*Your goal:*
Only the lines from the line holding "Draw the outline of every instance of the child" through the final line of the entries below are to be returned, exactly as they stand.

*Extracted material:*
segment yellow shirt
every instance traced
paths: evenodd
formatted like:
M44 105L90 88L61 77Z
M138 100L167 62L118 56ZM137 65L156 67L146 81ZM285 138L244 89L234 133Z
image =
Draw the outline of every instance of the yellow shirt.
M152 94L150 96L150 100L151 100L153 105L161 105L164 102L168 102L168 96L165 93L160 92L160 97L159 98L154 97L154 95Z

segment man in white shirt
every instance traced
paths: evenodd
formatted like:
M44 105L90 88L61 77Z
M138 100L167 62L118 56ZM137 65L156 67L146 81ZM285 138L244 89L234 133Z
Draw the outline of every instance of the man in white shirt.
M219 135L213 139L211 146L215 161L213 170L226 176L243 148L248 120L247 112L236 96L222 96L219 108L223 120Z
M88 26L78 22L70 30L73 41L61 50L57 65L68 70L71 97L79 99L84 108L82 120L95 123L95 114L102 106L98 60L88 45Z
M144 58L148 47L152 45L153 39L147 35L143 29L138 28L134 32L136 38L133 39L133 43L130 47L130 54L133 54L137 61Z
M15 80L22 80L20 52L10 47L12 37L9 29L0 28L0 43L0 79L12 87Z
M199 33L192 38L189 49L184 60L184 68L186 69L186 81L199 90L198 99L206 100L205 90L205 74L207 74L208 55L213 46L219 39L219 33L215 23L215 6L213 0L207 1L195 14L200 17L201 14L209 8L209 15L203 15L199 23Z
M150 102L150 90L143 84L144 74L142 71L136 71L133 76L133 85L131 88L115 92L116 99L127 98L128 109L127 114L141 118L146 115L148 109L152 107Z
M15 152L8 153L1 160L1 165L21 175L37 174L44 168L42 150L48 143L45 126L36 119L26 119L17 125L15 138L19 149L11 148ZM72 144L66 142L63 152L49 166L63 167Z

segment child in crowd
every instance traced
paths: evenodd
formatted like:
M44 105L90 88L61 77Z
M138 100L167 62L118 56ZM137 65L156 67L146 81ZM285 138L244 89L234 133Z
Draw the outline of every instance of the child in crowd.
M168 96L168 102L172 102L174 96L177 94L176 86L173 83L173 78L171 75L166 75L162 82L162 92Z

*Answer space:*
Draw the outline of every instance of the child in crowd.
M168 96L168 102L172 102L174 96L177 94L176 86L173 83L173 78L171 75L166 75L162 82L162 92Z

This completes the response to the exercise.